* [WORK REQUIRED]: Copy every row below verbatim, leaving out the pictures.

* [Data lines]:
.....

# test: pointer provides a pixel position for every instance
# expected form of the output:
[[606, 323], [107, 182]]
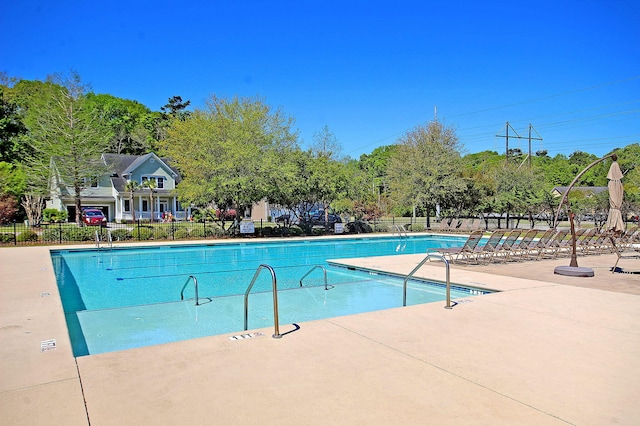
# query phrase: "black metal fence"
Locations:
[[143, 230]]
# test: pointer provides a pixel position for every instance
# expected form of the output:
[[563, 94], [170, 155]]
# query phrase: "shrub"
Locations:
[[54, 215], [8, 208], [359, 227], [382, 227], [6, 238], [142, 233], [78, 234], [181, 233], [27, 236], [121, 234], [295, 231], [52, 234], [160, 234]]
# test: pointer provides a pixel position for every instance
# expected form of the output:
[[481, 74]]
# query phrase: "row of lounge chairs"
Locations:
[[518, 245]]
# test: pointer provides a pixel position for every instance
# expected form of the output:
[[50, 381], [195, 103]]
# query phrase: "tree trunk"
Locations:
[[33, 205], [78, 203]]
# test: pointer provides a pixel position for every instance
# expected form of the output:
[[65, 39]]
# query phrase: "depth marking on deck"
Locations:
[[245, 336], [48, 345]]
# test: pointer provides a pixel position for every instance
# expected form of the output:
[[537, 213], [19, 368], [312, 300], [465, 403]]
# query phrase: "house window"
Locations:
[[91, 182], [159, 180]]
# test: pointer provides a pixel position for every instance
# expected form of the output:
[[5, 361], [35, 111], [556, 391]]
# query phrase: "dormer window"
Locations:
[[91, 182], [159, 180]]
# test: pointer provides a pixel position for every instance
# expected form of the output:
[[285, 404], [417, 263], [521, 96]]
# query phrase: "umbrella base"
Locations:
[[573, 271]]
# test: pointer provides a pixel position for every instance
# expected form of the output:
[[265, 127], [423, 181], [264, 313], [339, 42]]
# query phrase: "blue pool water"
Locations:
[[130, 297]]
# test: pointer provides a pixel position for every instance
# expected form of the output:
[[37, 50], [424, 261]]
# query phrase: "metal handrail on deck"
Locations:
[[109, 239], [448, 278], [274, 283], [400, 229], [195, 283], [324, 270]]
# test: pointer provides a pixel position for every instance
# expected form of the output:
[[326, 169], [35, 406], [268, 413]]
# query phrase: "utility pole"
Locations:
[[506, 136], [517, 136]]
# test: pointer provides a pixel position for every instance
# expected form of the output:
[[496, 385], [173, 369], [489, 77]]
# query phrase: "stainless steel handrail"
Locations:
[[326, 287], [274, 283], [195, 283], [109, 239], [448, 278]]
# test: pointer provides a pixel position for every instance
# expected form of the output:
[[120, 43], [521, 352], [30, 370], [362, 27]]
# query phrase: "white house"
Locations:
[[108, 192]]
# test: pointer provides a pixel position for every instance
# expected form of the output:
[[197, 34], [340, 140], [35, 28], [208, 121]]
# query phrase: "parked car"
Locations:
[[287, 219], [228, 214], [93, 217]]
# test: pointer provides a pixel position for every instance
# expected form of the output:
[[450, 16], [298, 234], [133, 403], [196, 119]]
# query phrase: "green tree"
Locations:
[[425, 170], [11, 128], [67, 140], [130, 124]]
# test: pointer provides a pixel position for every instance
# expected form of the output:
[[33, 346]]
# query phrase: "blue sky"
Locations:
[[369, 70]]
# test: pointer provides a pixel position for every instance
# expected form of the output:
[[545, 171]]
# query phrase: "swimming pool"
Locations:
[[130, 297]]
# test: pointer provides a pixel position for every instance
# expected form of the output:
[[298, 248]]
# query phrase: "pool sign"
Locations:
[[48, 345], [247, 227]]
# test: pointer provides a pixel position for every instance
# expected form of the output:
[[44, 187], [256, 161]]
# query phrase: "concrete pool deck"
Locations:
[[547, 349]]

.....

* [RESPONSE TO THIS EXERCISE]:
# test: pointer provides a pixel position for every instance
# expected form of the output:
[[606, 323], [107, 182]]
# query phrase: "black metal fence"
Locations:
[[143, 230]]
# test: pointer provides a pixel position for every instance
# expected form of the output:
[[563, 94], [170, 155]]
# query phrase: "shrub"
Locations:
[[54, 215], [8, 208], [359, 227], [382, 227], [6, 238], [142, 233], [78, 234], [181, 233], [27, 236], [121, 234], [295, 231], [52, 234], [160, 234]]
# test: pointer provides a pixel position for every instance
# expected form of the output:
[[481, 74]]
# query phrase: "row of lounge chairs"
Locations:
[[518, 245]]
# test: pointer provides a pixel position for every instance
# expected form of the output:
[[50, 381], [195, 103]]
# query phrase: "tree trunk"
Locations:
[[33, 205], [78, 203]]
# test: pointer provides a pixel position for every instance
# expected form of the output:
[[65, 39]]
# query phrase: "depth marking on deck"
Locations:
[[245, 336], [48, 345]]
# test: pointer provides a pixel position for every instance
# expected form of the output:
[[537, 213], [19, 368], [312, 300], [465, 403]]
# query phrase: "house window"
Locations:
[[91, 182], [159, 180]]
# test: pointer provides a pixel position for every instance
# expected form of the output:
[[5, 361], [35, 111], [556, 391]]
# query phrase: "dormer window"
Locations:
[[91, 182], [159, 180]]
# test: pointer provides a pixel position for every instance
# expected form of the output:
[[285, 404], [417, 263], [521, 96]]
# query phrase: "umbrella base"
Locations:
[[573, 271]]
# test: pointer provides a pixel position for every instance
# expected form of the output:
[[265, 127], [423, 181], [264, 313], [339, 42]]
# query phrase: "blue pool water"
Locations:
[[130, 297]]
# test: pointer provides a pixel position for every instance
# expected form of the output:
[[37, 50], [424, 261]]
# query phrase: "metal handrail on deck"
Locations:
[[109, 239], [448, 278], [274, 283], [400, 229], [195, 283], [324, 270]]
# test: pointer provides a pixel position for every instance
# expected form of the output:
[[326, 169], [35, 406], [268, 413]]
# query phrase: "utility pole"
Locations:
[[506, 136], [517, 136]]
# test: pointer provides a pixel position for every instance
# expected form of the output:
[[496, 385], [173, 369], [489, 77]]
# query phrase: "stainless steel handrail"
Locations:
[[326, 287], [274, 283], [195, 283], [109, 239], [448, 278]]
# test: pointer provides a pixel position for every instance
# expected form of the output:
[[120, 43], [521, 352], [30, 370], [362, 27]]
# query phrase: "white house"
Locations:
[[108, 192]]
# test: pointer provides a pixel position for every instance
# expected form of the output:
[[197, 34], [340, 140], [35, 28], [208, 121]]
# query phrase: "parked car"
Locations:
[[287, 219], [228, 214], [93, 217]]
# test: pointer provides a pixel position for every instance
# expected form of the output:
[[450, 16], [298, 234], [133, 403], [196, 119]]
# query phrase: "green tree"
Locations:
[[425, 170], [11, 128], [67, 140], [130, 124]]
# test: pointer provides a pixel position for every instance
# expected form of the output:
[[33, 346]]
# query phrase: "blue sky"
Locations:
[[369, 70]]
# test: pointer provides a pixel position for every instance
# expected form of the output:
[[545, 171]]
# query phrase: "swimming pool"
Locations:
[[130, 297]]
# test: pointer provides a pixel position for every instance
# expected form of the output:
[[298, 248]]
# query phrase: "pool sign"
Locations:
[[48, 345], [247, 227]]
# test: pointer provides a pixel position for every instance
# expected form of the output:
[[44, 187], [256, 161]]
# query phrase: "concrete pool deck"
Locations:
[[547, 349]]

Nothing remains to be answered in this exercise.